▸ **SUPPLIED MATERIAL**:
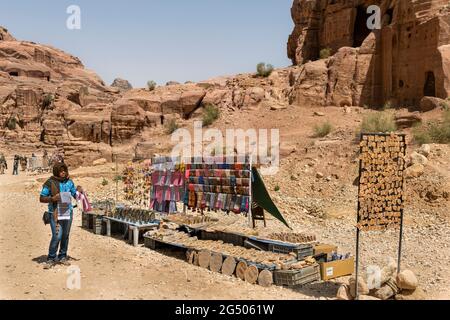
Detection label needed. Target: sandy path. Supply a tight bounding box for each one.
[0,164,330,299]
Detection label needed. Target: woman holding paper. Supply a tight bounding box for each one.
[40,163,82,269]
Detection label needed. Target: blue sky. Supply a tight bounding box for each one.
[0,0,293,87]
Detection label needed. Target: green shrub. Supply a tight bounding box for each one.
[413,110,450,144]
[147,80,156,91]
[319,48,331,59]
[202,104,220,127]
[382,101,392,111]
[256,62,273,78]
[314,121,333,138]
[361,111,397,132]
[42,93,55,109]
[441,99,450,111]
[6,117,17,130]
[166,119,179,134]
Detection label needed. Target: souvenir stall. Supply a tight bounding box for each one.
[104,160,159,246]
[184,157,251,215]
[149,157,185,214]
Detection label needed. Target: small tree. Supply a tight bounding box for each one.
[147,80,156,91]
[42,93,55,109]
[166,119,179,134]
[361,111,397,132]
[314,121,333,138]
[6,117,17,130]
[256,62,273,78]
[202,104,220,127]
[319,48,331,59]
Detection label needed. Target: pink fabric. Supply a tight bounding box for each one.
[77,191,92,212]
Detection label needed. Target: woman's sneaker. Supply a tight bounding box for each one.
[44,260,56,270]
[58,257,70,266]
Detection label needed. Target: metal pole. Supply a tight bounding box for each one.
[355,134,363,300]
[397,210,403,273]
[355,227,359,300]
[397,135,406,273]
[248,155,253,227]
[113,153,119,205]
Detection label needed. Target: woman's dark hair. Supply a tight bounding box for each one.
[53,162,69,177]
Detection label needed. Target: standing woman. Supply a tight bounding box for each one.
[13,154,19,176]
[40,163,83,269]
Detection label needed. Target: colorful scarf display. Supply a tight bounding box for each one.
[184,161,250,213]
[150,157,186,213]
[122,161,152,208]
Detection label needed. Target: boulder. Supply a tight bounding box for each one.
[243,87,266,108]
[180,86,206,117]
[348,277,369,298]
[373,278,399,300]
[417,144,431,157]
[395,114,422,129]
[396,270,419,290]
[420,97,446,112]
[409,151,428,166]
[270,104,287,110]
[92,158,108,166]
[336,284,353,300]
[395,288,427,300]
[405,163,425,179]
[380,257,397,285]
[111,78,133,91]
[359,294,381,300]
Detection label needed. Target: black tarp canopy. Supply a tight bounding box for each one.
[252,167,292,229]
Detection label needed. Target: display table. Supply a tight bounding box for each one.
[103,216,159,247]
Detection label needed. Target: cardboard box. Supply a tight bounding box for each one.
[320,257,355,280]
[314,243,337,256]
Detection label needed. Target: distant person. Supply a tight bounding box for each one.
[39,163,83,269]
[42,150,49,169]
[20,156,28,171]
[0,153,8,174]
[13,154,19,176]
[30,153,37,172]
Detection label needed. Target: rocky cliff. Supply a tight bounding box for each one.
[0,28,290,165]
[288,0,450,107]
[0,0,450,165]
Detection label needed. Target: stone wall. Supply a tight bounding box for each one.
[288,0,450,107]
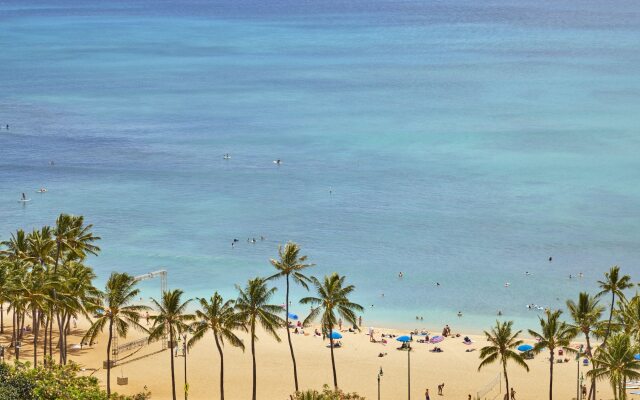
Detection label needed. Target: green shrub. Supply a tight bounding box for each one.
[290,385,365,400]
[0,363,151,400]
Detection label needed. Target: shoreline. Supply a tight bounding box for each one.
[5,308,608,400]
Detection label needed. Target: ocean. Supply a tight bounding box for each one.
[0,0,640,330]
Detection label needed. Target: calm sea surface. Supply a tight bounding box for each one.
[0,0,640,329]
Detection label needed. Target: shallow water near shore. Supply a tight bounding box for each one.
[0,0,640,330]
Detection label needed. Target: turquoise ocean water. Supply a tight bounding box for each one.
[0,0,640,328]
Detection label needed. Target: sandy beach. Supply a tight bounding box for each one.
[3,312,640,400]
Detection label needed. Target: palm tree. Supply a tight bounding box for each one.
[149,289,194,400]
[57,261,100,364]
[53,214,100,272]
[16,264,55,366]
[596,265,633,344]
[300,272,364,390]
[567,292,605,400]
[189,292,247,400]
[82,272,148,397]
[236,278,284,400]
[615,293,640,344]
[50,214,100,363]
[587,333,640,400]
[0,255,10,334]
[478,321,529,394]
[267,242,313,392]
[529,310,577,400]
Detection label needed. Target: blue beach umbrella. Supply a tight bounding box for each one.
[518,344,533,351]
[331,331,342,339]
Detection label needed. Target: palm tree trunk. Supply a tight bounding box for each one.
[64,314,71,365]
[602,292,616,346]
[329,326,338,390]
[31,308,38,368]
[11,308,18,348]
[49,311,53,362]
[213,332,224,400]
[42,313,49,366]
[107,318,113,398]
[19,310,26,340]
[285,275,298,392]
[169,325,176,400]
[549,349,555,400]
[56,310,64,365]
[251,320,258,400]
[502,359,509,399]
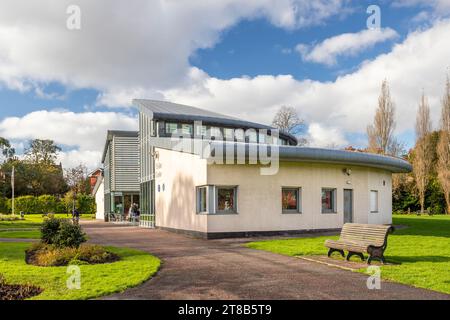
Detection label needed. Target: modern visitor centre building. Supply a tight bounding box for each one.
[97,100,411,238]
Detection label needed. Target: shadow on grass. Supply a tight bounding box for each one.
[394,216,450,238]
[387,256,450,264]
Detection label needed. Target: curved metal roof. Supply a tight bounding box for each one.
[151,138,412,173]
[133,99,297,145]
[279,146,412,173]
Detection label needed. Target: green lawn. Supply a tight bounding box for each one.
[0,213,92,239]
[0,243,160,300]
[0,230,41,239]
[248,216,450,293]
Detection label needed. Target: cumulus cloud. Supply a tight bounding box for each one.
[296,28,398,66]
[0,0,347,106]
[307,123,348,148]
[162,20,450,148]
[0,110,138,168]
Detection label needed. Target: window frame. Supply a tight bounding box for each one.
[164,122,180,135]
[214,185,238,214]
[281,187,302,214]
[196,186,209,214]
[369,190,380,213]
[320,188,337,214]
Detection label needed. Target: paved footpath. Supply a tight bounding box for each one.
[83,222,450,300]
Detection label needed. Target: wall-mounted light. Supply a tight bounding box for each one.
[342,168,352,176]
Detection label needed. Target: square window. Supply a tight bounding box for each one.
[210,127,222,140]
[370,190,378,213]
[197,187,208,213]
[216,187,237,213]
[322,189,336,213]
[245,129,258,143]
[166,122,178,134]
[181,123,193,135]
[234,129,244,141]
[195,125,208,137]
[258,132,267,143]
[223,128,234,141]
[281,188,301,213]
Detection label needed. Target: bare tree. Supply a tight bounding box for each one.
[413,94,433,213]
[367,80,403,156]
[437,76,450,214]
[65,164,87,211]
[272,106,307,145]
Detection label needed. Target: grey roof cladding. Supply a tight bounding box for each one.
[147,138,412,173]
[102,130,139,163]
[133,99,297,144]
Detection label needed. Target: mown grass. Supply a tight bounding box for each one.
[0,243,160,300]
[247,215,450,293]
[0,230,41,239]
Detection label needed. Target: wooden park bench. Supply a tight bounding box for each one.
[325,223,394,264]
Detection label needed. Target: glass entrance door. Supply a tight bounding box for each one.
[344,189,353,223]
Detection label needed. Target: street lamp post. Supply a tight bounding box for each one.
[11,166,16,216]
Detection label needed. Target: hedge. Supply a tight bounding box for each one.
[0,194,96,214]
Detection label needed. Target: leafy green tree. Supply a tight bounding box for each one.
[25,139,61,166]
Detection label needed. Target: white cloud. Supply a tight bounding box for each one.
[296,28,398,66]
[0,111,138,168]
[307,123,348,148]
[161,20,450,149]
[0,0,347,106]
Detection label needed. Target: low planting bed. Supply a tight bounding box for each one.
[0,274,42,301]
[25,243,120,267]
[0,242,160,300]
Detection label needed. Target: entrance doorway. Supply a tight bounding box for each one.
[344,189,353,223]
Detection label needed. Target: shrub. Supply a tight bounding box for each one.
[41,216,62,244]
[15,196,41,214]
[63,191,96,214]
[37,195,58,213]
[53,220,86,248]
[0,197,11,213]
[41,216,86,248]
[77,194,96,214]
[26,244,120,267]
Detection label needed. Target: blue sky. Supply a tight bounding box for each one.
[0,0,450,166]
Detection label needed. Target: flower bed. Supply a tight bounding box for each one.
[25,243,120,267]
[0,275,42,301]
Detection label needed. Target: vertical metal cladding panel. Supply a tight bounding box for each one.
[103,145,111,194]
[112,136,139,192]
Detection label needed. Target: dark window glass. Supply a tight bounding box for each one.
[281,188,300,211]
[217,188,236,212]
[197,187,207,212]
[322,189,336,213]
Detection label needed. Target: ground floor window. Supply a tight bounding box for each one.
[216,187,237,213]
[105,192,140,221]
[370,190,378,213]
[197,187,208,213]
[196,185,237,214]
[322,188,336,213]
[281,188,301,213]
---
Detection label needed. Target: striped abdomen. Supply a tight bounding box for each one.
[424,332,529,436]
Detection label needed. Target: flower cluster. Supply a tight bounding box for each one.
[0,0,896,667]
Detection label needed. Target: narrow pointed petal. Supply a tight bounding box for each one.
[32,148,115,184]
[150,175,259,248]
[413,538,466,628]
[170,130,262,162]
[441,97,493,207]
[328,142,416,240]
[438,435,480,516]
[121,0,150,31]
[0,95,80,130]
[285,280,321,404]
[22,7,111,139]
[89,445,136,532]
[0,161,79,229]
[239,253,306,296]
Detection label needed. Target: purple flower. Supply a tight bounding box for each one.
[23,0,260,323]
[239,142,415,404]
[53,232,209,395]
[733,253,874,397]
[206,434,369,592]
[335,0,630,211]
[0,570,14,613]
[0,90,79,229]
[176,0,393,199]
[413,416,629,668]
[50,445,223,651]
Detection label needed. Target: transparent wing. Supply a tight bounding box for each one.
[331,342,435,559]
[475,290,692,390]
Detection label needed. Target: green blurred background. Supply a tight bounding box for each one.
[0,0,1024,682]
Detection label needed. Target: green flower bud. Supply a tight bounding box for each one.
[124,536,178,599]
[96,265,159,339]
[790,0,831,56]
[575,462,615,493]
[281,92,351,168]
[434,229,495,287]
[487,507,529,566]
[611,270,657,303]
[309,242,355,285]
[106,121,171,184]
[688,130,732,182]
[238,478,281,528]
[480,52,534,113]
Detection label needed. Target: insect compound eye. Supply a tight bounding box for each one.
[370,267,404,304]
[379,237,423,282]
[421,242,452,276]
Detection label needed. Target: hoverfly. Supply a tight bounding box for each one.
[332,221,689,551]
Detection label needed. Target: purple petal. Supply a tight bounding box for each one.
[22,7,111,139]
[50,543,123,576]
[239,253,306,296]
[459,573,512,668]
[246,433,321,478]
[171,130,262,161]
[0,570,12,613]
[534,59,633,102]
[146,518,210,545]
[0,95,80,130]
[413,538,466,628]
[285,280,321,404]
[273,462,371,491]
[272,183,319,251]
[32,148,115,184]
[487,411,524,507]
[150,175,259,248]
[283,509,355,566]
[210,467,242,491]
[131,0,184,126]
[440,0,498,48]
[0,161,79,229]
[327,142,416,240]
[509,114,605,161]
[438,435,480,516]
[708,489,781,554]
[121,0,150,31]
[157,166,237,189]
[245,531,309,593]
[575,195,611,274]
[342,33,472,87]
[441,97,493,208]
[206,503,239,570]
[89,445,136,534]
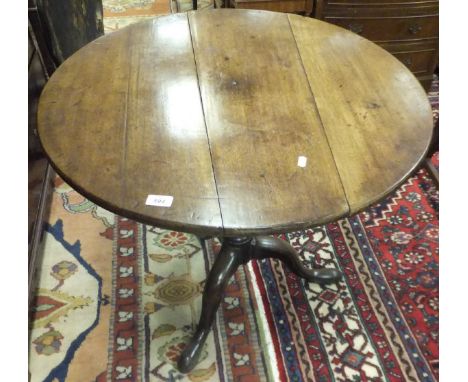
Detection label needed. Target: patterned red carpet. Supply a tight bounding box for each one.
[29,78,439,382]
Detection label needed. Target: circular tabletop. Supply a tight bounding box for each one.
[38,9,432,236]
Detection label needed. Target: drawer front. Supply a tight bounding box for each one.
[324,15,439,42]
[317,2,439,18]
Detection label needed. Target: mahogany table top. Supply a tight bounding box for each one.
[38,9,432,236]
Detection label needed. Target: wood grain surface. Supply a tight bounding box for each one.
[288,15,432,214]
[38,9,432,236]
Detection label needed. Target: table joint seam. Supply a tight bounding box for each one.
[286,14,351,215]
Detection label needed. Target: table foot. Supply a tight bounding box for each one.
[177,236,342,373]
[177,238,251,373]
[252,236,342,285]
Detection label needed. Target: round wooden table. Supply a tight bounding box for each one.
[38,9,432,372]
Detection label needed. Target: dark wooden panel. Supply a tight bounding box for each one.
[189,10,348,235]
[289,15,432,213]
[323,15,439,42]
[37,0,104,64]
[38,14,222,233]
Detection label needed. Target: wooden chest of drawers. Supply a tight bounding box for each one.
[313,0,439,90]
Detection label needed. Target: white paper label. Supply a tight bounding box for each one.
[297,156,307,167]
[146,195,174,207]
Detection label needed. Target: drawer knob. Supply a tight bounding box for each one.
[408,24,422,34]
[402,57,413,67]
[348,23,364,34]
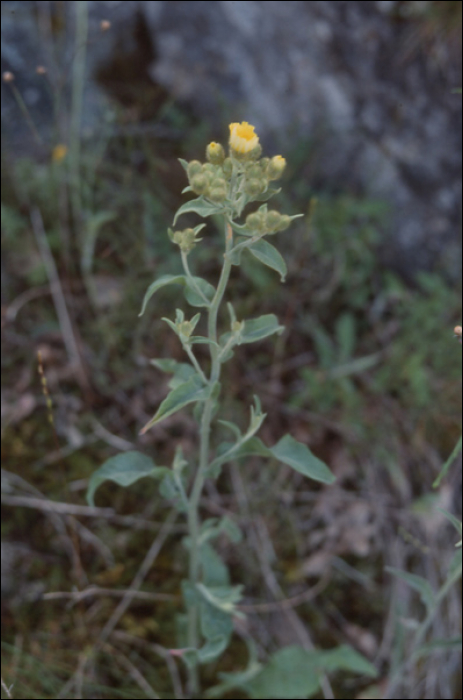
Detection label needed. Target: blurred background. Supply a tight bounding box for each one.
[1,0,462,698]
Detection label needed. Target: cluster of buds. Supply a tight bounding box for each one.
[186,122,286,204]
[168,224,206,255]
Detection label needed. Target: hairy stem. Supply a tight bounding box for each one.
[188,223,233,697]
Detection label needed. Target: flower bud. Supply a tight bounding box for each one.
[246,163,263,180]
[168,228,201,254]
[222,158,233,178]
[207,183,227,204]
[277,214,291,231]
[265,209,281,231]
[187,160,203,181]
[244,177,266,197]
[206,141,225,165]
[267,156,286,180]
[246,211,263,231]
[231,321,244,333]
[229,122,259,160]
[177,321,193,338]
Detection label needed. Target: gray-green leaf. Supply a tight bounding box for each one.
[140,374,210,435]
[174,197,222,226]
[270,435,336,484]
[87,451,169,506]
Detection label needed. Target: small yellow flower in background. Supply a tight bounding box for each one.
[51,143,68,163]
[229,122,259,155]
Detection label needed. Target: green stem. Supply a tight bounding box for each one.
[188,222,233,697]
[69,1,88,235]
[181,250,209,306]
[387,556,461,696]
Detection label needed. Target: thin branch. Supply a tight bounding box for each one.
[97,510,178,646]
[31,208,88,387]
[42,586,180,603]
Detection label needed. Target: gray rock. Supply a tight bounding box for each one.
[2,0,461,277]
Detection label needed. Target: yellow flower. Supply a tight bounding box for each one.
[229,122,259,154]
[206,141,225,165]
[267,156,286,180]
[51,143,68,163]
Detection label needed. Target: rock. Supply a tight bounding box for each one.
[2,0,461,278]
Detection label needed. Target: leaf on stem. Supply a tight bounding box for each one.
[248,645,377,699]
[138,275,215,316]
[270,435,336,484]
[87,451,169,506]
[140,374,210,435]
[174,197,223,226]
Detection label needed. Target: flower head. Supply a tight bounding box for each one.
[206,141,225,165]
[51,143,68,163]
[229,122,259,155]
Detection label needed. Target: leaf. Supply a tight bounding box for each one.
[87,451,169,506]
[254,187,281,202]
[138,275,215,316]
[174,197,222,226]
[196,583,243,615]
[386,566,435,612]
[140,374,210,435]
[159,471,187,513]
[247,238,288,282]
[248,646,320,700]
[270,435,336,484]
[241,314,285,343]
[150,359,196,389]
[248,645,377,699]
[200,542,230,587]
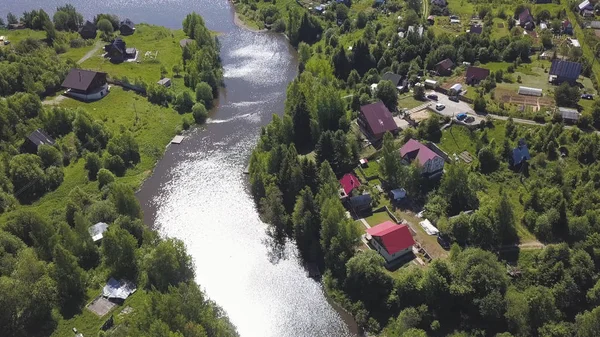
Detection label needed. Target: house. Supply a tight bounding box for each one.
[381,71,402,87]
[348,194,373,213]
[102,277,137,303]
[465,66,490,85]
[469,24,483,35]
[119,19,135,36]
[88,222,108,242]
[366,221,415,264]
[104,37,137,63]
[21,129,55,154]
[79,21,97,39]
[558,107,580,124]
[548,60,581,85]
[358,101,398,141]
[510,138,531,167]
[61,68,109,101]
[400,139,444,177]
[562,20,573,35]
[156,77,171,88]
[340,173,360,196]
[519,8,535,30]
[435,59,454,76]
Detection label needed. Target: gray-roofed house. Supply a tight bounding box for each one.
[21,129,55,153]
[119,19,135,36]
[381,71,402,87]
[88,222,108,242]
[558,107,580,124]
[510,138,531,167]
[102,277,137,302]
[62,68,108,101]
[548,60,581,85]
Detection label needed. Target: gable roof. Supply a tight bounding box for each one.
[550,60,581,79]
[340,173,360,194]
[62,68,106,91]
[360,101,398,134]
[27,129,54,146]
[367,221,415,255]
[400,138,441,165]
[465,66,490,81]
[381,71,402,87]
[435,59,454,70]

▸ **AIM OF THE EXERCISE**:
Reproduce the material from the line containing "Detection label needed. Target: thin" through the line containing "[435,59,454,76]", including both of those lines. Leave the pictures out of your reproduction.

▸ **RESPONSE TO THE TASK**:
Detection label needed. Target: thin branch. Supply a tight bounding box for each one.
[97,510,178,646]
[31,208,88,387]
[42,586,180,603]
Detection label needed. Target: gray rock. Supply a tight bounding box for each one.
[2,0,461,277]
Detection label needed. Target: yellow flower. Supply a tight bounding box for each one.
[229,122,259,154]
[206,141,225,165]
[267,156,286,180]
[51,143,68,163]
Detection label needed. Target: rock. Supply a tight bounding box for each one.
[2,0,461,278]
Detection label needed. Target: leaf on stem. Supply a tight bounding box for each one.
[248,645,377,699]
[138,275,215,316]
[270,435,336,484]
[87,451,169,506]
[140,374,210,435]
[174,197,223,226]
Detection label needed. Target: flower head. Supply a tight bounding box for each one.
[206,141,225,165]
[51,143,68,163]
[229,122,259,155]
Detection label needed. Target: leaf. Supply a tight bounding box for each one.
[87,451,169,506]
[254,187,281,202]
[138,275,215,316]
[174,197,222,226]
[196,583,243,615]
[386,566,435,612]
[140,374,210,435]
[159,471,187,513]
[247,238,288,282]
[248,646,320,700]
[270,435,336,484]
[241,314,285,343]
[150,359,196,389]
[248,645,377,699]
[200,542,230,587]
Detection label needed. Target: house. Supply a tight bounding box for each one.
[381,71,402,87]
[348,194,373,213]
[102,277,137,303]
[465,66,490,85]
[469,24,483,35]
[119,19,135,36]
[88,222,108,242]
[366,221,415,264]
[104,37,137,63]
[21,129,55,154]
[79,21,97,39]
[558,107,580,124]
[548,60,581,85]
[358,101,398,141]
[510,138,531,167]
[61,68,109,101]
[400,139,444,177]
[562,20,573,35]
[156,77,171,88]
[340,173,360,196]
[519,8,535,30]
[435,59,454,76]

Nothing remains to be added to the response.